### Jobs:
1/ Echo a passage from the forum post, starting at the words "PostPosted: Tue Apr" and ending after the words "22 that year.".
2/ According to the forum post, what were the dates of the recess that Condit spent in California?

PostPosted: Tue Apr 19, 2005 8:07 am    Post subject: Reply with quote

When did Condit return from Easter-Passover recess? He likely would have returned from California on Monday, perhaps late. He initially answered that he had probably seen Chandra a couple of days before, but his lawyer reminded him he had been in California most of April for the recess from April 7 to April 22 that year.

If he hadn't seen Chandra for weeks as he claims, when did he tell her he was working late, that is, going into the office late and being home Tuesday morning the 24th? And are we to really believe that she didn't call him Friday or Saturday or Sunday or Monday to tell him her internship had been ended?

Perhaps he wasn't checking his messages? Anne Marie claims they talked every day and that she left him messages. How could he have told Chandra he was working late and not at the same time have found out she wanted his help concerning her abruptly ended internship?

It is possible that Chandra knew he would be coming back to Washington, guessed he wouldn't be going into the office until afternoon, and just dropped by to see if he was home, and Condit was just being helpful to Newsweek in his recollections by wrongly offering that he saw her earlier or told her he would be home, but there is something artificial with this scenario, something that makes her a constituent, a mentored friend, surprising him with a visit to tell him about a lost internship, a job that didn't work out, gratefully accepting his offer of help, and going on with her life back to Modesto.

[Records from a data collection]
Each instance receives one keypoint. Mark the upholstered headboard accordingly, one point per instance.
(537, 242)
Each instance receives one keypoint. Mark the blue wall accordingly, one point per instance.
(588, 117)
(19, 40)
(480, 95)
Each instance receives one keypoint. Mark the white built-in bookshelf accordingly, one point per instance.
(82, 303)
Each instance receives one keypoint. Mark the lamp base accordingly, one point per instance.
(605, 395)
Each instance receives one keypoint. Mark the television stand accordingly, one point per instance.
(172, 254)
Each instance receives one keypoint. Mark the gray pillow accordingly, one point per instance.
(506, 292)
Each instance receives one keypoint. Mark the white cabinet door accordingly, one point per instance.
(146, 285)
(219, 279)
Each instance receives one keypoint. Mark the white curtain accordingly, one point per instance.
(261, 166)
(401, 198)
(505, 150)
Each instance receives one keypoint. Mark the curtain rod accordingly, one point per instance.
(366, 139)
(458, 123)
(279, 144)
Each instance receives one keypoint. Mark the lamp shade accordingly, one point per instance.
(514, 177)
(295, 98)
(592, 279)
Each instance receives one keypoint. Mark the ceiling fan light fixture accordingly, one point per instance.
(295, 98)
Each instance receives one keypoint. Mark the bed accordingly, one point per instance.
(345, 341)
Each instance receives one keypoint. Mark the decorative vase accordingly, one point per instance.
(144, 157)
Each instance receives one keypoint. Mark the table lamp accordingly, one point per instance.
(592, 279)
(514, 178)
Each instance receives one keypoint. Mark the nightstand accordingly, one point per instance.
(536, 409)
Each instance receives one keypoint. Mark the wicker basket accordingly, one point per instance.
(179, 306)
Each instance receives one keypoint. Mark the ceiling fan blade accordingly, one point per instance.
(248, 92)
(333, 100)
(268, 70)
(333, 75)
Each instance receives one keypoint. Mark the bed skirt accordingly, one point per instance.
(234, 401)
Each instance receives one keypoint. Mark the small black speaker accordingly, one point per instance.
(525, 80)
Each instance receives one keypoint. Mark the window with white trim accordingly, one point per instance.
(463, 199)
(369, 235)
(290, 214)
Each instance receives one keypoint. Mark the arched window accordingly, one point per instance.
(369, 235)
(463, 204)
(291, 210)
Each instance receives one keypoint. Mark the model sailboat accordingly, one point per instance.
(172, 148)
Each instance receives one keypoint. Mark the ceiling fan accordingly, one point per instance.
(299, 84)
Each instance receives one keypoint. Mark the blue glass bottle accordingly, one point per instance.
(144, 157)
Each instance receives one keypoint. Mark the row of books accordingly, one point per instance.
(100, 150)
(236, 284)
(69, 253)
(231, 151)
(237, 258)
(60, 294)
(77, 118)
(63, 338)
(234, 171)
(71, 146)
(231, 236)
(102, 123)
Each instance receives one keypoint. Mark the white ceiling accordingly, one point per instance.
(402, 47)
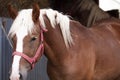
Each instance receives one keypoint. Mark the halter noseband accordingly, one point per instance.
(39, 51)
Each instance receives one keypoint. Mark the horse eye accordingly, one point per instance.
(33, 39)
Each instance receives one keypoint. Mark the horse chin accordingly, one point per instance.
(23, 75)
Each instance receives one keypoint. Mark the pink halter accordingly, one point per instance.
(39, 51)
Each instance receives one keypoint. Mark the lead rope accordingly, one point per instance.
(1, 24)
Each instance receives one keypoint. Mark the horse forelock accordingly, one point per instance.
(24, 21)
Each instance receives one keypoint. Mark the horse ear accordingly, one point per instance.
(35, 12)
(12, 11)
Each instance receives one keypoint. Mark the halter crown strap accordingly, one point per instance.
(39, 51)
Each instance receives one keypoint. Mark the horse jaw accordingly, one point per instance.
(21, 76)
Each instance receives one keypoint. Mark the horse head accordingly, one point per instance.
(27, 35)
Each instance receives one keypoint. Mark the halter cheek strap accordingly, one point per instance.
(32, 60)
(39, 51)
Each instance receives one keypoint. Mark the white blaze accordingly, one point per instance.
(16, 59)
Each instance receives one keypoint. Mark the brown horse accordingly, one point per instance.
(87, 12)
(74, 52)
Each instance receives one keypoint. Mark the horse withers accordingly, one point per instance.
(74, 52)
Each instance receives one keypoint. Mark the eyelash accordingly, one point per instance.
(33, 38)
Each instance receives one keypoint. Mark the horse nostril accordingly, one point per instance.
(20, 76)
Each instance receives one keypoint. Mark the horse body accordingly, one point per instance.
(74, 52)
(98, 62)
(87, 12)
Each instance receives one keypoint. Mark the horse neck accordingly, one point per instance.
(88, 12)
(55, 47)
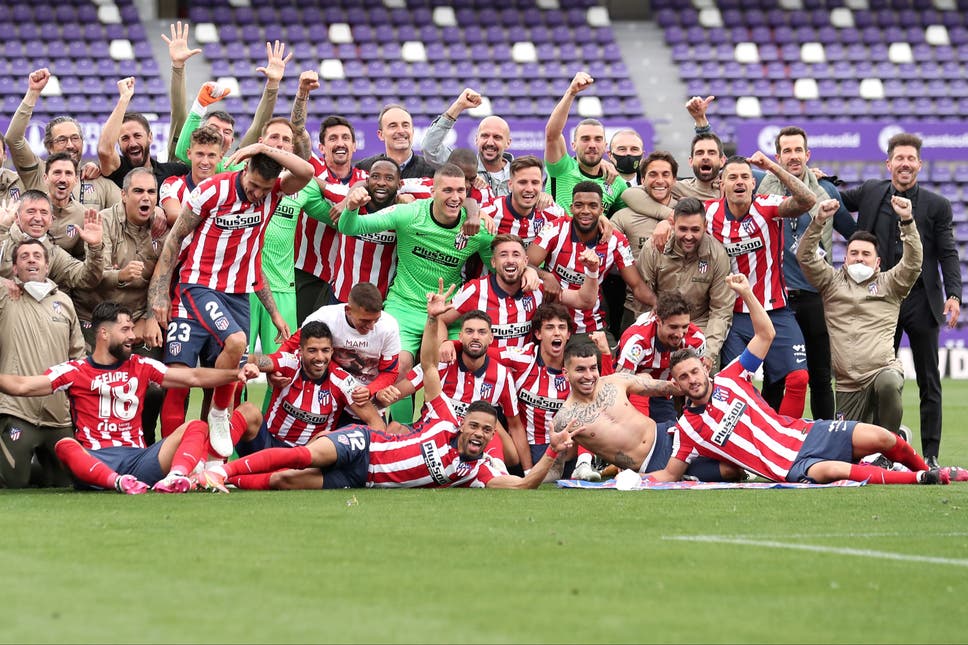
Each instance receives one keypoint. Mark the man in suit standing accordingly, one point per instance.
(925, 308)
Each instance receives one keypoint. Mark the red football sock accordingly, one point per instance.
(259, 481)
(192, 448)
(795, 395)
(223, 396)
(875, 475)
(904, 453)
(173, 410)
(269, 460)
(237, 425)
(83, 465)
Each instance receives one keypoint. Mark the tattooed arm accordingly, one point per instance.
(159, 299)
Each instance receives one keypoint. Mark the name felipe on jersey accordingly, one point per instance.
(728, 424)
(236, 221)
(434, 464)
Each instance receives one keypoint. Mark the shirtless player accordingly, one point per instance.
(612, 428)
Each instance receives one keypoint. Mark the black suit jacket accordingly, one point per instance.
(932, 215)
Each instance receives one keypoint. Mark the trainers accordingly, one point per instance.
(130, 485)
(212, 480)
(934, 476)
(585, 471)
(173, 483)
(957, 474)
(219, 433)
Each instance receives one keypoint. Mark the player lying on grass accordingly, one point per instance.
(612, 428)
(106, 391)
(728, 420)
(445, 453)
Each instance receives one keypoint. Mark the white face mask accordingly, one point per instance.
* * *
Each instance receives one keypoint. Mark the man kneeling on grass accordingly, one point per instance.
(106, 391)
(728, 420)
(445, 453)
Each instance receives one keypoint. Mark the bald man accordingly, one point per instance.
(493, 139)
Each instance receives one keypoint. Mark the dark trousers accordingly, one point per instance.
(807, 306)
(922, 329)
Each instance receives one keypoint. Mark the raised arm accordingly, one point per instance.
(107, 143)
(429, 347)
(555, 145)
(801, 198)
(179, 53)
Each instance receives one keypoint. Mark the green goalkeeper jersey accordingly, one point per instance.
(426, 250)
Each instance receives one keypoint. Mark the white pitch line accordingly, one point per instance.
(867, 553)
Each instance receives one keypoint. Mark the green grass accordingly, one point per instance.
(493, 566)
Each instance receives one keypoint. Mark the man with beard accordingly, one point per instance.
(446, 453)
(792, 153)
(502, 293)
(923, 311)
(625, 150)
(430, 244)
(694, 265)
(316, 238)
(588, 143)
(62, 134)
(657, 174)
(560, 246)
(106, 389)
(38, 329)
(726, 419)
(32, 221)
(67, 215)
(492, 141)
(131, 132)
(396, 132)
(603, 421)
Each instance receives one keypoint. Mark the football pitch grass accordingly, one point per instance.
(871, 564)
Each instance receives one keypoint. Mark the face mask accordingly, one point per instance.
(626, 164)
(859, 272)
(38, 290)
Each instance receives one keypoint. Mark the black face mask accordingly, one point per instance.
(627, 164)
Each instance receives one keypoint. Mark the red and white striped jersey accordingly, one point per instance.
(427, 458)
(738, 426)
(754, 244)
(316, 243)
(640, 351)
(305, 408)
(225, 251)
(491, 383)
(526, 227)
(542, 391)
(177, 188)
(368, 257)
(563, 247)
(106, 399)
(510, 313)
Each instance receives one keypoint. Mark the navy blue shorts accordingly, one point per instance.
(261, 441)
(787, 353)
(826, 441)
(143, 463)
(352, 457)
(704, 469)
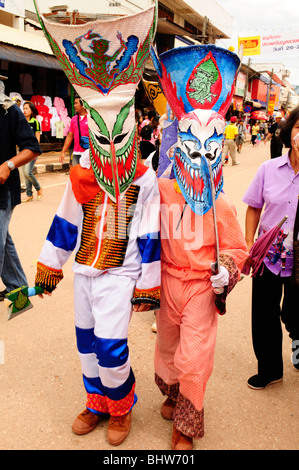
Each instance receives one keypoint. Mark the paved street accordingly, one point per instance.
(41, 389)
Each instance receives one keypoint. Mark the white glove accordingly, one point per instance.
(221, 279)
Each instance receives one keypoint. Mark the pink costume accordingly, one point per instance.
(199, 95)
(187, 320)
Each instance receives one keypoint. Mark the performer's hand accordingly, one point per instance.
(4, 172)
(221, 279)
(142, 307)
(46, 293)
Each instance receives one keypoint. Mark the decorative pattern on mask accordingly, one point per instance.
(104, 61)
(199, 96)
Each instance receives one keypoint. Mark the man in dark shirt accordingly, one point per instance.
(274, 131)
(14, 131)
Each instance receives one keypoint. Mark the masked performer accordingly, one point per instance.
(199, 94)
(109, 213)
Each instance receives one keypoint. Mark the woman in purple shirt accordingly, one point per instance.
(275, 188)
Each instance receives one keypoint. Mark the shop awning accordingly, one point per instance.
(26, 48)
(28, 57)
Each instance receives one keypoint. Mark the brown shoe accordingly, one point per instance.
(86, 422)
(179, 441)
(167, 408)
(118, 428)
==
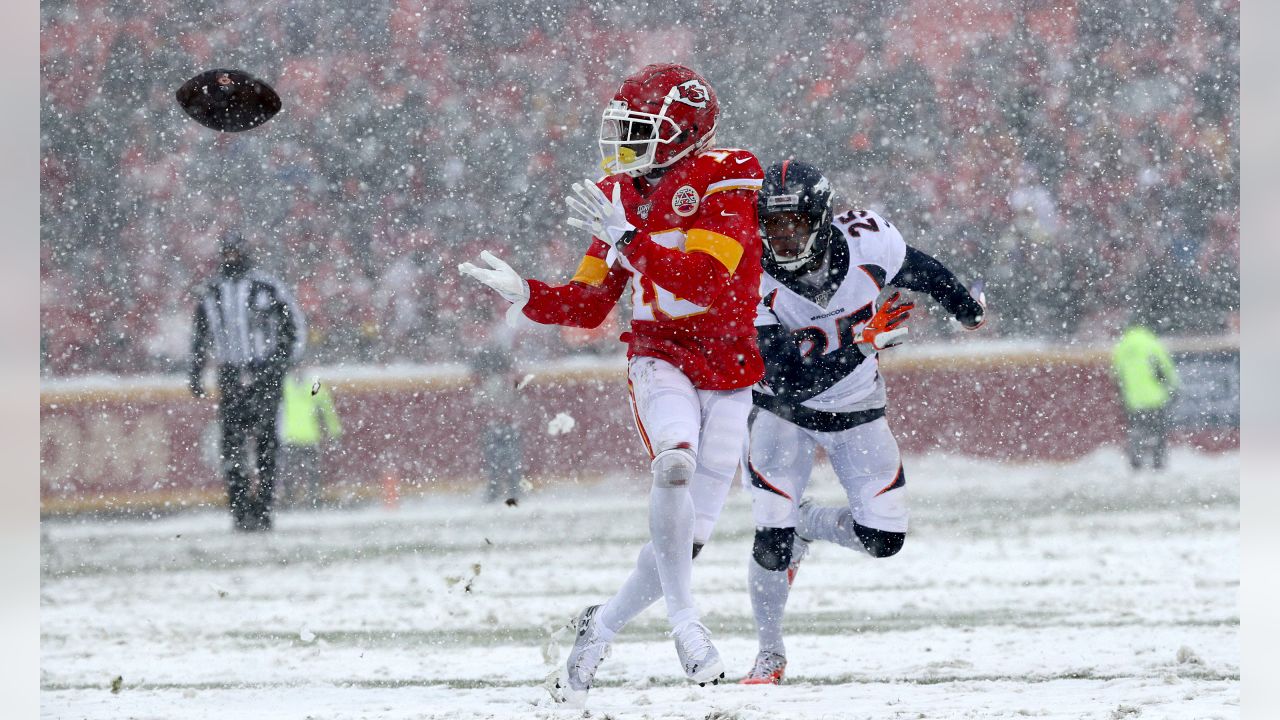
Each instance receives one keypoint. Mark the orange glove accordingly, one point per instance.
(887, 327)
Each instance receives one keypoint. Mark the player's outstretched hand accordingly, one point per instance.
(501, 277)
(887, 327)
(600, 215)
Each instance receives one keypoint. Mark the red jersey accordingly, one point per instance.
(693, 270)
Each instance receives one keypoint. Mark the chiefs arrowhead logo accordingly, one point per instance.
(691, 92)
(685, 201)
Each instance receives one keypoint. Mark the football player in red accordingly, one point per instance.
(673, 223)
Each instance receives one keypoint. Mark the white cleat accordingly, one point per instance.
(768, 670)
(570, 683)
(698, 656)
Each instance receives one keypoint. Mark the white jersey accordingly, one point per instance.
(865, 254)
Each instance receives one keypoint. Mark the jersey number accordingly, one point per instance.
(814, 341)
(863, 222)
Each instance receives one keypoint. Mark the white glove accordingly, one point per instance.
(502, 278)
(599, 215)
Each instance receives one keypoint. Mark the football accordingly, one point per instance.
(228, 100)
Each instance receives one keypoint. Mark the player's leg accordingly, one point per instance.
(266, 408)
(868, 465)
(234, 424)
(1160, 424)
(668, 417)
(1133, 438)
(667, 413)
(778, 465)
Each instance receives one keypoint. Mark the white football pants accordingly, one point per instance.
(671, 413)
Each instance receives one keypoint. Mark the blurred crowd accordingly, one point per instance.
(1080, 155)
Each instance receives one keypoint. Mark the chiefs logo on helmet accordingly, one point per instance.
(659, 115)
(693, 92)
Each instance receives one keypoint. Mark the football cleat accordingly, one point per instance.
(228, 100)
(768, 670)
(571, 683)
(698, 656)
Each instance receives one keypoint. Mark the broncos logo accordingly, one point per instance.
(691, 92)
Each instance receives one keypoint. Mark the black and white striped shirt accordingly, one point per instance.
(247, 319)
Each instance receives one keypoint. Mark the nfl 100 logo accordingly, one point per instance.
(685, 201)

### Problem solutions:
1/
PostPosted: Tue Apr 19, 2005 8:07 am    Post subject: Reply with quote

When did Condit return from Easter-Passover recess? He likely would have returned from California on Monday, perhaps late. He initially answered that he had probably seen Chandra a couple of days before, but his lawyer reminded him he had been in California most of April for the recess from April 7 to April 22 that year.

2/ The recess ran from April 7 to April 22 that year.